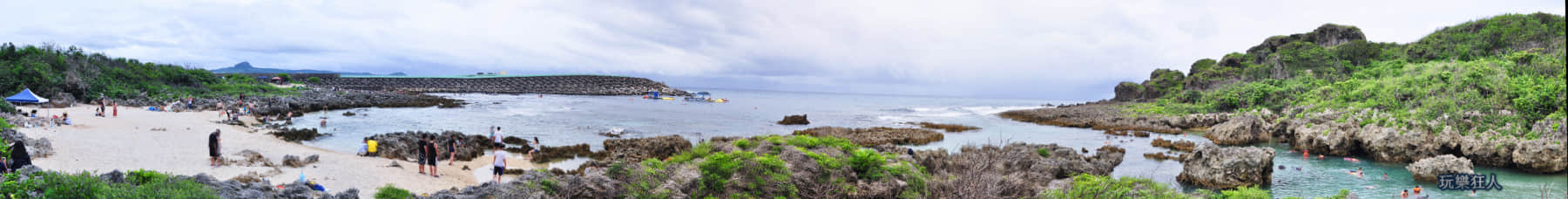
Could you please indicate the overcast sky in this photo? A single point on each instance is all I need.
(1035, 49)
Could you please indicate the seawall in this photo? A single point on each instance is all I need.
(584, 85)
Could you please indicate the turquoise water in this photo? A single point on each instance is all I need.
(1330, 173)
(572, 120)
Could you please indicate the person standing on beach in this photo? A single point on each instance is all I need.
(501, 161)
(452, 149)
(212, 146)
(370, 148)
(423, 146)
(433, 155)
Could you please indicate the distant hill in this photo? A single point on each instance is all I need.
(247, 68)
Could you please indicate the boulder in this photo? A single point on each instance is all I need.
(1213, 167)
(1239, 130)
(795, 120)
(1427, 169)
(877, 135)
(295, 135)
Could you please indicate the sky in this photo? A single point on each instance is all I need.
(1026, 49)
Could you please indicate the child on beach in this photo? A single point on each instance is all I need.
(501, 161)
(212, 146)
(431, 154)
(452, 149)
(423, 148)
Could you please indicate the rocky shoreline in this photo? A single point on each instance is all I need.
(807, 171)
(1333, 132)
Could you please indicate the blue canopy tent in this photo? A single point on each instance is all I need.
(25, 98)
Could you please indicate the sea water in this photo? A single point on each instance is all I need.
(578, 120)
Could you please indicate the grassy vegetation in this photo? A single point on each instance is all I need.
(1103, 187)
(85, 185)
(49, 69)
(1511, 63)
(392, 193)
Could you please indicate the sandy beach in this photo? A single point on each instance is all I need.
(129, 141)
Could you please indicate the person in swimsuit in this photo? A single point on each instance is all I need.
(212, 146)
(501, 161)
(452, 149)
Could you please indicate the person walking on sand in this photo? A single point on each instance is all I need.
(452, 149)
(501, 161)
(212, 146)
(433, 155)
(423, 148)
(370, 148)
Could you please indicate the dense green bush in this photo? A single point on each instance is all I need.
(868, 163)
(392, 193)
(1490, 66)
(1103, 187)
(85, 185)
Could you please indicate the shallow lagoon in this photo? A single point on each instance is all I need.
(572, 120)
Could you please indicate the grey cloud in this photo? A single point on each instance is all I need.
(997, 49)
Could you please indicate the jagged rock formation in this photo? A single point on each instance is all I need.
(1213, 167)
(875, 135)
(588, 85)
(1427, 169)
(1239, 130)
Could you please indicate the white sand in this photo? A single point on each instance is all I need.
(125, 143)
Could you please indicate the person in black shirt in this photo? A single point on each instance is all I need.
(452, 149)
(431, 151)
(212, 146)
(19, 157)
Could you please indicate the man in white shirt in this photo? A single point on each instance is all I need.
(501, 161)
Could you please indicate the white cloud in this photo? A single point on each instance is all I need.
(1005, 49)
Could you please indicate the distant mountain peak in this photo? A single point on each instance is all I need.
(247, 68)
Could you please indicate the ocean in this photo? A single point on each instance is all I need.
(574, 120)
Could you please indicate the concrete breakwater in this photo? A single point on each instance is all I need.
(585, 85)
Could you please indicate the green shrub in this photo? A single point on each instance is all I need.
(717, 169)
(392, 193)
(868, 163)
(1101, 187)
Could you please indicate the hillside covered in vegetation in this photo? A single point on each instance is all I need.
(1499, 74)
(52, 71)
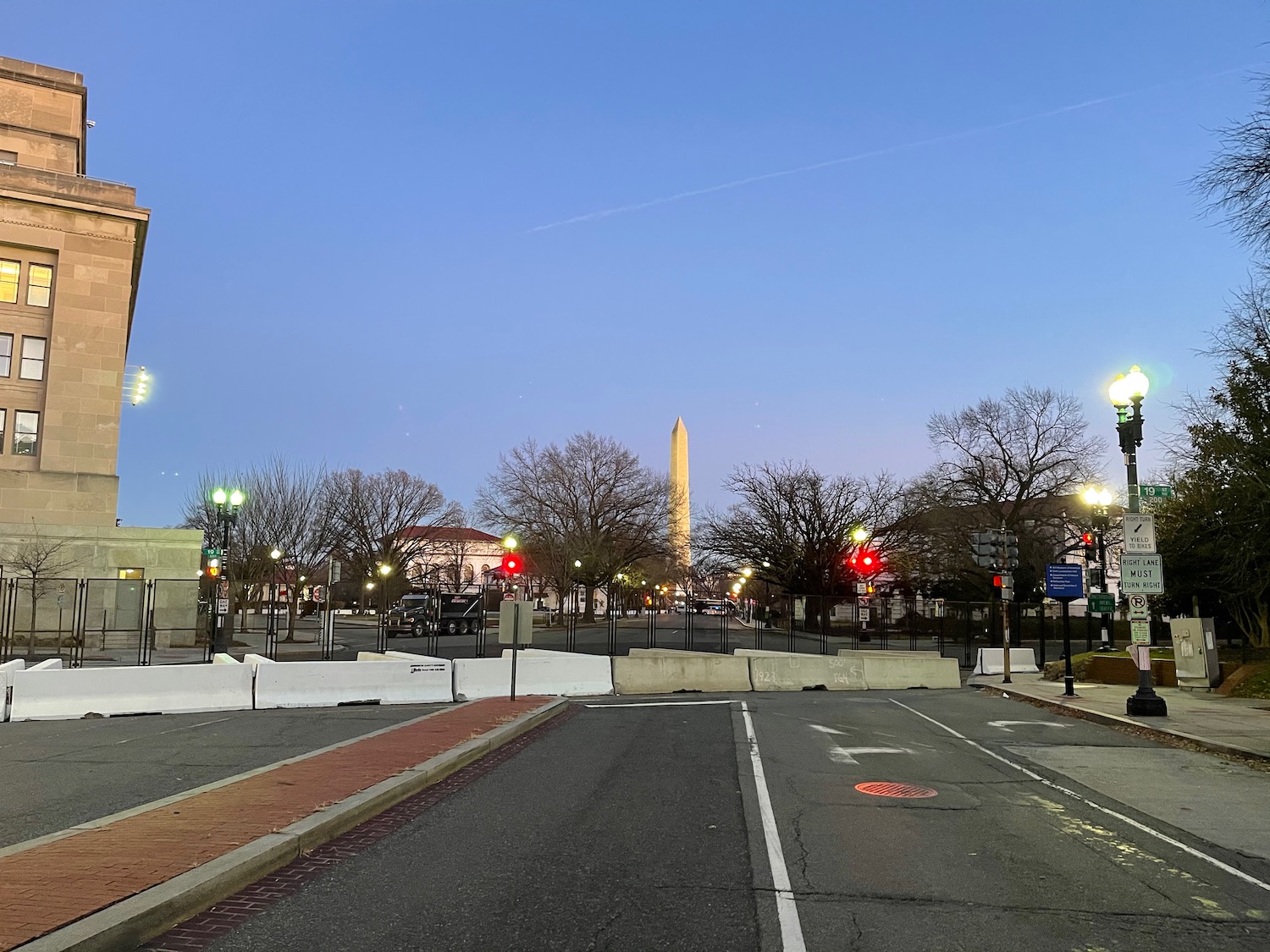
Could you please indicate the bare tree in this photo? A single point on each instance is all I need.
(371, 510)
(584, 512)
(792, 526)
(40, 560)
(290, 510)
(1237, 179)
(1011, 464)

§

Write out, exactly as given, the line containing "Could you please indicate the distant mountain" and every line after it through the end, with no pictures.

Could you please indicate the distant mountain peak in this photo? A single point on each instance is all I need.
(247, 68)
Could you please indicate the ocean in this photo? A single point on each instance is all I need.
(574, 120)
Could you please indicate the concrete breakwater in this photo? A single point on each instance is all I need.
(585, 85)
Could you please indicate the green shrub in this photo? A single point on each instance is all I need.
(717, 169)
(392, 193)
(868, 163)
(1101, 187)
Could you please indicate the hillside covered in vegetation in this photo? A single point on each instance is all I need.
(1499, 74)
(52, 71)
Could you please indicate the bare tree in this photo? A single point on each instance is all I need.
(371, 510)
(584, 512)
(792, 526)
(40, 560)
(290, 510)
(1237, 179)
(1011, 464)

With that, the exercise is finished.